- [Page text]:
*** Block opens ***
Slaughterhouse Seven: Tales of an Arachnid Murderer
As we traveled northwest from Queenstown, crossing the Southern Alps, the landscape began to thicken: more forests, more waterfalls, more humidity, and more bugs. We arrived in Hokitika, a rural town that prides itself on it’s jade shops, fish and chips, and oceanfront location. Our hostel was eclectic and quaint (so quaint our group of 18 filled the entire building). Every room was painted a vibrant color dotted with native bird paintings. The pukeko, the weka, the kiwi—all sorts of birds danced about on walls, pot holders, salt and pepper shakers, and shower curtains, making known their significance to Kiwi culture.
In addition to the birds were bugs. Upon entering our egg yolk-yellow room was a spider the size of my fist. It greeted us from the bedpost, raising its two-times-too-long fang-like feet at us. I was left with a choice: fight or flee. Unexpectedly, I chose fight. I rolled up last week’s The Otago Times and whacked the arachnid to its death. Feeling mighty and as if I had squashed my fear of spiders (a life-long phobia attested by hundreds of “DAD! THERE’S A SPIDER IN MY ROOM CAN YOU COME KILL IT!?” events), I unpacked my bags.
Five minutes later, another fang-feet spider (what it’s actually called I’m unsure) emerged on the window. Knowing that I would have to sleep with it in the same room did not settle with me, so I re-rolled The Otago Times and added a tally to the death toll. Where this internal might came from I have no clue, but the killing streak continued, slaughtering seven fang-feet spiders in one day. By day three, the sighting of bugs didn’t faze me. A mere newspaper whack took care of the job, and although I am covered in 23 bug bites (and counting), I have come to the realization that a) they are more afraid of me than I am of them and b) I am a mean, unstoppable bug killer.
*** Block closes ***
- [Work instruction A]: In the Hokitika post, what did the writer use to kill the first spider?
- [Work instruction B]: Summarize the Hokitika post in two sentences.
- [Work instruction C]: Carry on the Hokitika post from its final sentence.

Referring expression pointing data:
*** Block opens ***
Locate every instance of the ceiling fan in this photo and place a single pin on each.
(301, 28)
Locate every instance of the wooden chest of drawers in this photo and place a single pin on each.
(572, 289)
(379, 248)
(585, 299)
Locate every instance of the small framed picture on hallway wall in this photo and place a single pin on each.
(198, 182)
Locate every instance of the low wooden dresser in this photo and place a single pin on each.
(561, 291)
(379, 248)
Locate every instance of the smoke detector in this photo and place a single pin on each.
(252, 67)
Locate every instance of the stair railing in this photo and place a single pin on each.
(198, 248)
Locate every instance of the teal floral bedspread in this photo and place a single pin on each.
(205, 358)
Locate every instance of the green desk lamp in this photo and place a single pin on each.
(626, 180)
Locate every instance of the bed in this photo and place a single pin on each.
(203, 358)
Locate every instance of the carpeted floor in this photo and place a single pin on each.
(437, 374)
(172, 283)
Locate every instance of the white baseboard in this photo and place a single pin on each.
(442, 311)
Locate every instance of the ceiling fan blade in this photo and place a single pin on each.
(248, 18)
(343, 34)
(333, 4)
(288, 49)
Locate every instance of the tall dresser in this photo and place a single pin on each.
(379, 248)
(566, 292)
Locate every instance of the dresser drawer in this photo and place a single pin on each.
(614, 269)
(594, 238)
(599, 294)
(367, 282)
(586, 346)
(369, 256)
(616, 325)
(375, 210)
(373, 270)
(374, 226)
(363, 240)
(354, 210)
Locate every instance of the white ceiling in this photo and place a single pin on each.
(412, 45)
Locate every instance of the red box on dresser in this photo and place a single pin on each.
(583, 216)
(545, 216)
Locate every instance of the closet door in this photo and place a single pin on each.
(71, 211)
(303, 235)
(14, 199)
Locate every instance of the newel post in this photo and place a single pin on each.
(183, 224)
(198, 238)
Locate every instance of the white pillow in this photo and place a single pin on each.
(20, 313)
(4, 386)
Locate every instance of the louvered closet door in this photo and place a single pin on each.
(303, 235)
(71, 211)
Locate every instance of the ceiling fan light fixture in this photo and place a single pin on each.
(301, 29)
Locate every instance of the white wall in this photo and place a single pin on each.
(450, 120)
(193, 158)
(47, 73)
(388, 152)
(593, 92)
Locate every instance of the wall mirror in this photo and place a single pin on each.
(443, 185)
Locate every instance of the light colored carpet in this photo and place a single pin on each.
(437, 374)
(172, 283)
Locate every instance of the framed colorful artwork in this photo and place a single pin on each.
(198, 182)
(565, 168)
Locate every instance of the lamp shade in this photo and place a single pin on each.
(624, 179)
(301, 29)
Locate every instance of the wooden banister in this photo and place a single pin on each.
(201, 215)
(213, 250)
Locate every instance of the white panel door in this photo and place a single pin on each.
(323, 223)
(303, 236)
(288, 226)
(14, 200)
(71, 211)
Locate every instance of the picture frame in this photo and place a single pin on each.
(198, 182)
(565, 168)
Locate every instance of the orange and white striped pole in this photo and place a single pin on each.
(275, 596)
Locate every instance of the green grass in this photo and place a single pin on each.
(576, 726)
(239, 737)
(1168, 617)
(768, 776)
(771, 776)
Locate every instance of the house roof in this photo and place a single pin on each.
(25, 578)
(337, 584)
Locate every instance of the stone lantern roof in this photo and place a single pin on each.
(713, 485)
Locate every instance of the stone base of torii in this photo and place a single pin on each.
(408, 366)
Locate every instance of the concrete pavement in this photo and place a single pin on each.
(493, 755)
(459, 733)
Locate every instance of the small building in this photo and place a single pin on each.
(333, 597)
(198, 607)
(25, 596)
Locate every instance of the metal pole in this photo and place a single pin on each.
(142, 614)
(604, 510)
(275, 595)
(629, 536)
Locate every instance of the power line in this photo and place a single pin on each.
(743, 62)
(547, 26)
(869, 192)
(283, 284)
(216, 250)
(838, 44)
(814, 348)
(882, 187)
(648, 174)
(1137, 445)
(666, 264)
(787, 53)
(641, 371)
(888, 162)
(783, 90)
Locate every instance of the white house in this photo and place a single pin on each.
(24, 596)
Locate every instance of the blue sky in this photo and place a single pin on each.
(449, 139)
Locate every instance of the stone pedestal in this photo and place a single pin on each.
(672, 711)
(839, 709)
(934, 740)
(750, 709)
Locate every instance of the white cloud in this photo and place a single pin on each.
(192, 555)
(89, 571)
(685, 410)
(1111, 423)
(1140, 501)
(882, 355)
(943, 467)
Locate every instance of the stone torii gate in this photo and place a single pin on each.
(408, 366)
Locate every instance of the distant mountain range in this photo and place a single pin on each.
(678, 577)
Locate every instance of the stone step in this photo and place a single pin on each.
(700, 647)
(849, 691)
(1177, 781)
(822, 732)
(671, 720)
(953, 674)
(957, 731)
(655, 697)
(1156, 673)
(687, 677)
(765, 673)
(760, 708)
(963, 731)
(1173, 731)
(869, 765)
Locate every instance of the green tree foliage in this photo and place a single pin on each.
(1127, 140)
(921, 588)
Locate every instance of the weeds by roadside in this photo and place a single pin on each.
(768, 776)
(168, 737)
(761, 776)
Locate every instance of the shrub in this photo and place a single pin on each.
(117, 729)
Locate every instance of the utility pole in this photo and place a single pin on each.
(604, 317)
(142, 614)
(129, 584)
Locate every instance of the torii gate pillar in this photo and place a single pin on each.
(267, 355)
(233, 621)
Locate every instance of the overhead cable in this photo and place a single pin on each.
*** Block closes ***
- [Exercise output A]: A rolled-up copy of last week's The Otago Times.

- [Exercise output B]: After crossing the Southern Alps northwest from Queenstown, the writer's group of 18 filled a colorful hostel decorated with native birds in the rural town of Hokitika. Despite a lifelong fear of spiders, the writer killed seven large spiders with a rolled-up newspaper in one day and, by day three, was no longer fazed by bugs.

- [Exercise output C]:
Bugs aside, our weekend in Hokitika was quite calm and delightful. We splayed sandy towels and stolen airplane blankets on the beach under the scorching sun along the shores of the Tasman Sea. The water was a tolerable temperature, but the waves had such a strong pull—so strong rocks on the beach were uprooted and tossed about in the water—that swimming was unsafe. Instead, we spent hours on the beach, making the several kilometer trek to town along the water instead of on the highway, coating our toes in fine, black sand.
While the majority of the time we were in Hokitika it was the weekend and therefore did not have class, on Friday we went into town and sketched repetition. This process is something we’ve focused on as the quarter progresses. Depending on the location, we analyze and sketch, using different lenses such as form, experience, pattern, and process. The outcomes vary from person to person, making the sharing of ideas almost more enriching than the sketching itself.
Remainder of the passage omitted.